Location identification entries
⟨

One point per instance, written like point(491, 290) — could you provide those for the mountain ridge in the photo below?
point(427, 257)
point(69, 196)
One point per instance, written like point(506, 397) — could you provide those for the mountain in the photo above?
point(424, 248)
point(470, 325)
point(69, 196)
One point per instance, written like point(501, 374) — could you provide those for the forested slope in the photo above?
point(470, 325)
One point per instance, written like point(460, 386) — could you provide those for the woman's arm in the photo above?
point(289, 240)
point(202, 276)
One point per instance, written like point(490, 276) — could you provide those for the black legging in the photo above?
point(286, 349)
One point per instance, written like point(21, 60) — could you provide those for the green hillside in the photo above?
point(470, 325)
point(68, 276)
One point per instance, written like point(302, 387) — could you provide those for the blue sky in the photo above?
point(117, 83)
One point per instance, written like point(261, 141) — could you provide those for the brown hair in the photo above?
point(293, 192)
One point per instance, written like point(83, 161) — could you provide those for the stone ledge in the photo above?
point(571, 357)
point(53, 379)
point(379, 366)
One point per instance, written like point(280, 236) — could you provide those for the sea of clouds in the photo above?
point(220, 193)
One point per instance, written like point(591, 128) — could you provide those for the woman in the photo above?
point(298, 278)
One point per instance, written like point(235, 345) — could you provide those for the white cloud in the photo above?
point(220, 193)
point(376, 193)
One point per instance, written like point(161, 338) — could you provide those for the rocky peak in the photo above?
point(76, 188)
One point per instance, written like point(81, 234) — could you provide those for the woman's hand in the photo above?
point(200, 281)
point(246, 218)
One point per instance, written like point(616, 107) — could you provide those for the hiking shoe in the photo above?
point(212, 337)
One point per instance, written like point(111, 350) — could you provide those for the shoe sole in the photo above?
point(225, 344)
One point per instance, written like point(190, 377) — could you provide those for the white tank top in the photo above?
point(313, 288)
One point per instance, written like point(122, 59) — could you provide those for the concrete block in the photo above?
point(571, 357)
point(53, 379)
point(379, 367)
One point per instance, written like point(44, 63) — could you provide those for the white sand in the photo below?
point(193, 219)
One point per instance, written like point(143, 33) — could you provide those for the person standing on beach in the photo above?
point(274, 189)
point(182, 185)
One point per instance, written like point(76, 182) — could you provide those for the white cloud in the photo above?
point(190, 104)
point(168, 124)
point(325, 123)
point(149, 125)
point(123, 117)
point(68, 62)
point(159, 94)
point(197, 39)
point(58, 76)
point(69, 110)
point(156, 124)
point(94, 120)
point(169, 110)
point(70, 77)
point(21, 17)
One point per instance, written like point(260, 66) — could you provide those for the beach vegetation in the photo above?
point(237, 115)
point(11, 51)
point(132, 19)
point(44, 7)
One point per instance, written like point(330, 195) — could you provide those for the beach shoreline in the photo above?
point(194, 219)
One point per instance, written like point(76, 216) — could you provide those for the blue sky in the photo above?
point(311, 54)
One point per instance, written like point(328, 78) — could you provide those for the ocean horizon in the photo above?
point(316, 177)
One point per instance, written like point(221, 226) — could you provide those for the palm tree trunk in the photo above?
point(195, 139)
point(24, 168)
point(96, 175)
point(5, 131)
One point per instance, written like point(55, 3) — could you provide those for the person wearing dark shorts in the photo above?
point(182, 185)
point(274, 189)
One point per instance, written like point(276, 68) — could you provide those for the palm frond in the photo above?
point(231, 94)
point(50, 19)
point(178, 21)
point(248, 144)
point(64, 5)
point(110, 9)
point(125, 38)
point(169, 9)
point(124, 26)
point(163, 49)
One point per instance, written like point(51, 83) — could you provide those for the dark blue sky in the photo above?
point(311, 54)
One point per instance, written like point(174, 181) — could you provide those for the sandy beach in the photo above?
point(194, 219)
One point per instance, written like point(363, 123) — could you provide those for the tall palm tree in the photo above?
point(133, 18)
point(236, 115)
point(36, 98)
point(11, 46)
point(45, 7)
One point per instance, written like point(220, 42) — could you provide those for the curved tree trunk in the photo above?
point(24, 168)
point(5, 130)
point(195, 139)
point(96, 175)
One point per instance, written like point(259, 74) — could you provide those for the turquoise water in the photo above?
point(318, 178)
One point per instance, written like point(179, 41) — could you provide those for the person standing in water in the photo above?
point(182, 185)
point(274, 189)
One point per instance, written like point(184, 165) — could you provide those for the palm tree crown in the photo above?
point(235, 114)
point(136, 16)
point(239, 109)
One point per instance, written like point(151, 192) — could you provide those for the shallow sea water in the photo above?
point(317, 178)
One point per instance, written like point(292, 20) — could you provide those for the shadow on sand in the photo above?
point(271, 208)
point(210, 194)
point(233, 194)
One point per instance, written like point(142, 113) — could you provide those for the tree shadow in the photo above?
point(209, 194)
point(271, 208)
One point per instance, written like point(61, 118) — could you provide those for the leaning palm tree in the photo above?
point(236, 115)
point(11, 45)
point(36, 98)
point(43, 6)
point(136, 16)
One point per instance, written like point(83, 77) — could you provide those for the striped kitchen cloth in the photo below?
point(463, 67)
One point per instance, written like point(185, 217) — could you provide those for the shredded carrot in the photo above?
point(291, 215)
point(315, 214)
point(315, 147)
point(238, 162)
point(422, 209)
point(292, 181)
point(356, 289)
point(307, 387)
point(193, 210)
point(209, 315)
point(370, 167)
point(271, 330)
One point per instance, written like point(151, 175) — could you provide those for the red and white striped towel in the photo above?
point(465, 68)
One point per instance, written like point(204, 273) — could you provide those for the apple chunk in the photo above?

⟩

● EXERCISE INSTRUCTIONS
Update the material above so that every "could you provide those" reads "can you give those" instead. Keep everything else the same.

● ANSWER TO THIS PROBLEM
One point per instance, written like point(491, 290) — can you give those for the mountain ridge in the photo below?
point(427, 257)
point(69, 196)
One point per instance, written like point(506, 397) — can you give those for the mountain in the photo above?
point(424, 248)
point(470, 325)
point(69, 196)
One point per instance, written like point(501, 374) — can you give those for the forested slope in the photo above?
point(470, 325)
One point per instance, written like point(460, 386) — can you give those for the woman's arm in the photo above?
point(289, 240)
point(202, 276)
One point per instance, written like point(490, 276) — can you give those for the black legging in the photo above?
point(286, 349)
One point per instance, written like point(21, 60) — can you give those for the green hillside in the photo above?
point(470, 325)
point(68, 276)
One point per instance, written like point(302, 387) — can you give those for the blue sky in the photo above?
point(117, 83)
One point per instance, written like point(261, 141) — can you give those for the brown hair in the photo above?
point(293, 192)
One point per instance, written like point(83, 161) — can you give those for the stone ledge in the photo above?
point(571, 357)
point(53, 379)
point(379, 366)
One point per instance, written like point(280, 236) — can you give those for the sea of clouds in the photo above?
point(220, 193)
One point per instance, written like point(591, 128) — can you give those for the woman in the photo above?
point(298, 278)
One point per instance, written like point(235, 345) — can you give those for the white cloud in the photo above?
point(220, 193)
point(376, 193)
One point per instance, written like point(161, 338) — can you give those for the rocky peak in the photo above?
point(76, 188)
One point per instance, written like point(81, 234) — can you give those for the woman's hand in the photo above?
point(200, 281)
point(246, 218)
One point per instance, written like point(616, 107) — can you give those for the hiking shoe in the photo above?
point(212, 337)
One point per instance, written like point(111, 350) — can you give those for the shoe sole in the photo above?
point(225, 344)
One point per instance, written like point(190, 377) — can you give those for the white tank top in the photo above?
point(313, 288)
One point per instance, written like point(122, 59) — can you give those for the concrete block in the photo above?
point(571, 357)
point(53, 379)
point(379, 367)
One point per instance, written like point(44, 63) — can you give those for the white sand in the photo below?
point(193, 219)
One point per instance, written like point(143, 33) — can you give those for the person standing on beach in the photo above?
point(274, 189)
point(182, 185)
One point per instance, written like point(76, 182) — can you give those for the white cloud in the photo above?
point(190, 104)
point(168, 124)
point(325, 123)
point(149, 125)
point(123, 117)
point(68, 62)
point(159, 94)
point(197, 39)
point(58, 76)
point(69, 110)
point(156, 124)
point(94, 120)
point(169, 110)
point(70, 77)
point(21, 17)
One point per instance, written like point(260, 66) — can you give those for the beach vegetation in the photo above?
point(237, 115)
point(11, 51)
point(132, 19)
point(44, 7)
One point per instance, written like point(330, 195) — can you give those for the beach shoreline in the photo above?
point(194, 219)
One point per instance, written like point(76, 216) — can you give those for the blue sky in the photo above?
point(311, 54)
One point per instance, written like point(328, 78) — can you give those for the ocean horizon in the photo above?
point(316, 177)
One point per instance, written like point(221, 226) — can you give those for the palm tree trunk in the photo above?
point(195, 139)
point(24, 168)
point(96, 175)
point(5, 131)
One point per instance, written like point(55, 3) — can you give those for the person wearing dark shorts in the photo above?
point(182, 185)
point(274, 189)
One point per instance, written like point(276, 68) — can you give those for the palm frond in the photo above?
point(231, 94)
point(50, 19)
point(178, 21)
point(248, 144)
point(64, 5)
point(110, 9)
point(125, 38)
point(169, 9)
point(124, 26)
point(163, 49)
One point per instance, written like point(51, 83) — can you give those for the dark blue sky in the photo above?
point(311, 54)
One point per instance, written like point(174, 181) — can you give those for the sandy beach in the photo above?
point(194, 219)
One point per instance, written like point(363, 123) — can you give those for the tall palm tree in the photo above?
point(133, 18)
point(236, 115)
point(36, 98)
point(11, 46)
point(45, 7)
One point per instance, written like point(220, 42) — can you give those for the curved tree trunk in the photo above?
point(24, 168)
point(5, 130)
point(195, 139)
point(96, 175)
One point per instance, written like point(259, 74) — can you give those for the turquoise water in the photo above?
point(318, 178)
One point per instance, written like point(179, 41) — can you give those for the person standing in water in the photo above?
point(182, 185)
point(274, 189)
One point per instance, written like point(184, 165) — can you give those for the palm tree crown in the photo above?
point(235, 114)
point(136, 16)
point(239, 109)
One point per instance, written like point(151, 192) — can you give those for the shallow sea water in the photo above?
point(317, 178)
One point per instance, written like point(292, 20) — can you give those for the shadow on sand in the photo above?
point(271, 208)
point(210, 194)
point(233, 194)
One point per instance, written like point(142, 113) — can you give those for the tree shadow in the photo above?
point(209, 194)
point(271, 208)
One point per instance, written like point(61, 118) — can you give those for the leaning palm tree in the photo above?
point(236, 115)
point(11, 45)
point(36, 98)
point(43, 6)
point(136, 16)
One point per instance, written like point(83, 77) — can you give those for the striped kitchen cloth in the photo below?
point(463, 67)
One point per instance, written like point(185, 217) — can you give those for the shredded carrot in the photo above?
point(291, 215)
point(315, 214)
point(315, 147)
point(238, 162)
point(422, 209)
point(292, 181)
point(356, 289)
point(307, 387)
point(193, 210)
point(209, 315)
point(370, 167)
point(271, 330)
One point per instance, written like point(151, 175) — can you give those for the red and white striped towel in the photo above?
point(465, 68)
One point per instance, written like point(204, 273) — can you give those for the apple chunk in the photo above?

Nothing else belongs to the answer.